■ What this exercise asks:
• 1. Duplicate a span of the itertools notebook below. Begin at the words that have "return namedtuple(class_name, next(reader))" and stop after "yield ntuple(*parsed_row)".
• 2. List every function defined with `def` in the itertools notebook below.
• 3. Say whether each statement agrees with the itertools notebook below. Answer yes or no, and quote the notebook's deciding words.
(a) Every field of employment.csv is converted to str.
(b) By default, csv_parser keeps the header row.
(c) In the sorted file listing, vehicles.csv comes first.

# Working with Itertools module

We have a set of 4 *.csv* files with presorted data, where the primamry ckey is the `SSN`

## Goals

1. [Goal 1](#Goal-1)
Create a (lazy) iterator for each file that return named tuple with appropriate data type
2. [Goal 2](#Goal-2)
Create a Single iterable that combines the data from all the 4 files

## Goal 1
Create a (lazy) iterator for each file that return named tuple with appropriate data type

In [1]:
# import modules
import csv
from collections import namedtuple
from functools import partial


In [2]:
# navigate to data folder
import os

os.chdir('./Project_itertools_data')

['employment.csv', 'vehicles.csv', 'personal_info.csv', 'update_status.csv']

In [15]:
sorted(os.listdir()) # NB the order is important

['employment.csv', 'personal_info.csv', 'update_status.csv', 'vehicles.csv']

In [36]:
# define the reader function using csv
def csv_parser(file, *,  delimiter=',', quotechar='"', include_header=False):
    with open(file) as f:
        if not include_header:
            next(f) # skip header
        reader = csv.reader(f, delimiter=delimiter, quotechar=quotechar)
        yield from reader
        
def header_class(file, class_name:str):
    with open(file) as f:
        reader = csv_parser(file, include_header=True)
        return namedtuple(class_name, next(reader))
 
def row_parser(row, dtype):
    row = (func(r) for func, r in zip(dtype, row))
    return row

def iter_files(fname, ntuple, dtype):
    reader = csv_parser(fname)
    for row in reader:
        parsed_row = row_parser(row, dtype)
        yield ntuple(*parsed_row)

In [48]:
# define dtypes parser
def parse_date(value, *, default=None, fmt='%Y-%m-%dT%H:%M:%SZ'):
    from datetime import datetime
    format_ = fmt
    try:
        return datetime.strptime(value, format_)
    except ValueError:
        return default    

Now lets discover the header of each file in order to identify how many parser we need to properly convert the data to a proper format

In [49]:
employment_nt = header('employment.csv', 'Employment')
employment_nt._fields

('employer', 'department', 'employee_id', 'ssn')

In [50]:
employment_dtype = (str, str, str, str)

In [51]:
veichles_nt = header('vehicles.csv', 'Vehicle')
veichles_nt._fields

('ssn', 'vehicle_make', 'vehicle_model', 'model_year')

In [52]:
veichles_dtype = (str, str, str, int)

In [53]:
personal_info_nt = header('personal_info.csv', 'PersonalInfo')

■ Provided material:
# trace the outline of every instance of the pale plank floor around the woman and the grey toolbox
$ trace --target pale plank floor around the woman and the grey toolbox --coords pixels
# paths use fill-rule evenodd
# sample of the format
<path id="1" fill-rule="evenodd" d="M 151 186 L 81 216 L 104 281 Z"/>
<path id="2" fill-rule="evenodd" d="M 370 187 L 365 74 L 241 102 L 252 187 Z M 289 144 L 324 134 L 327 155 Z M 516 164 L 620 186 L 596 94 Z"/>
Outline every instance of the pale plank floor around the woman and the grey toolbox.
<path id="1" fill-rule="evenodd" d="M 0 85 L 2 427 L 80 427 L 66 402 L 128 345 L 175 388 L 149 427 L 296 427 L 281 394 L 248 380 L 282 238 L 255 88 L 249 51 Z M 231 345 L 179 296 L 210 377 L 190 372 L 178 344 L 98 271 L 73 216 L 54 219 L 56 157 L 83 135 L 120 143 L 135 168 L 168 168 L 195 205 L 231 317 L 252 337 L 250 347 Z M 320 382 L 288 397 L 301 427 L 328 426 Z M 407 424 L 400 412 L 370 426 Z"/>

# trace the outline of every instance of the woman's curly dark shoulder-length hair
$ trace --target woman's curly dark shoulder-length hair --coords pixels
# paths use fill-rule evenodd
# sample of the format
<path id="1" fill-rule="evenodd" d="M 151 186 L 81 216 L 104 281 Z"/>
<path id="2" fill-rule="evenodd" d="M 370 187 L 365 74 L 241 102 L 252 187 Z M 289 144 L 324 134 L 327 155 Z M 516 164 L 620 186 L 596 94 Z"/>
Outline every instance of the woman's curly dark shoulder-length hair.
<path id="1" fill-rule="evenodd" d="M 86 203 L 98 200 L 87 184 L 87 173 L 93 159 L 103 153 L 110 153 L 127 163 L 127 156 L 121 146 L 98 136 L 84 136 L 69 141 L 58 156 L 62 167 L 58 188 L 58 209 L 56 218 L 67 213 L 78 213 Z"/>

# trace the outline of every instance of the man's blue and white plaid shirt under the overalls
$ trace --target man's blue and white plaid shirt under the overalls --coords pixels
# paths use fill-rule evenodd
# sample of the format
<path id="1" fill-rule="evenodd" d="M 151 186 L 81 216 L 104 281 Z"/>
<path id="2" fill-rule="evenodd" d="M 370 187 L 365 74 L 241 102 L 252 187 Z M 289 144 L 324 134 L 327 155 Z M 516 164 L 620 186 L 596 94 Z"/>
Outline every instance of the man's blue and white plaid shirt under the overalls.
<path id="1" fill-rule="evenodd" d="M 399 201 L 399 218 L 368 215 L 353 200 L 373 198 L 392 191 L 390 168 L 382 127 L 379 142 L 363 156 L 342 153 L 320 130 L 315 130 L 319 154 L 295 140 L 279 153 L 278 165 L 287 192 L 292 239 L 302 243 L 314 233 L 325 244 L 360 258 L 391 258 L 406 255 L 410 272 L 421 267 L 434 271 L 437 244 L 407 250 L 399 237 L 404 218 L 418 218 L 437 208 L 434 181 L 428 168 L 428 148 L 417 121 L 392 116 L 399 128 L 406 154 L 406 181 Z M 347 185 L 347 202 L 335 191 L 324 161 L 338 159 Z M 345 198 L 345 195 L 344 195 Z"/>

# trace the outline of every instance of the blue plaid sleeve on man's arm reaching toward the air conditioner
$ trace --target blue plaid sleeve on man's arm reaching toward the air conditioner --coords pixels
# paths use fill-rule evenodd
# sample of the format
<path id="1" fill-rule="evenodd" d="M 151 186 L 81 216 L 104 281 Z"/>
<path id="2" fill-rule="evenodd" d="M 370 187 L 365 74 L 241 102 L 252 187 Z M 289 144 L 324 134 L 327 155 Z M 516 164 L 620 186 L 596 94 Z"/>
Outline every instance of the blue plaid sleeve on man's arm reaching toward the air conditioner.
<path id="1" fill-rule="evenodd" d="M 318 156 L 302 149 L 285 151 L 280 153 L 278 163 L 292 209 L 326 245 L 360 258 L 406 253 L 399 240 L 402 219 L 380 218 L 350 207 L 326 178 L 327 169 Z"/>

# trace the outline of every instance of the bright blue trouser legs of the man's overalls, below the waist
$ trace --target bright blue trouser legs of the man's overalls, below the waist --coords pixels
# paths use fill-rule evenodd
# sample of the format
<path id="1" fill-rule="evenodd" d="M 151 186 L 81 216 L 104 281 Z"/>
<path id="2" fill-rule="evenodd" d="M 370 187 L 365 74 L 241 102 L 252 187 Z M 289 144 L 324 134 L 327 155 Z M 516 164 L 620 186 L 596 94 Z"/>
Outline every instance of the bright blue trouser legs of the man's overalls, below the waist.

■ Answers for each item:
• 1.
return namedtuple(class_name, next(reader))
 
def row_parser(row, dtype):
    row = (func(r) for func, r in zip(dtype, row))
    return row

def iter_files(fname, ntuple, dtype):
    reader = csv_parser(fname)
    for row in reader:
        parsed_row = row_parser(row, dtype)
        yield ntuple(*parsed_row)

• 2.
- csv_parser
- header_class
- row_parser
- iter_files
- parse_date

• 3.
(a) Yes: "employment_dtype = (str, str, str, str)"
(b) No: "include_header=False" and "next(f) # skip header"
(c) No: "['employment.csv', 'personal_info.csv', 'update_status.csv', 'vehicles.csv']"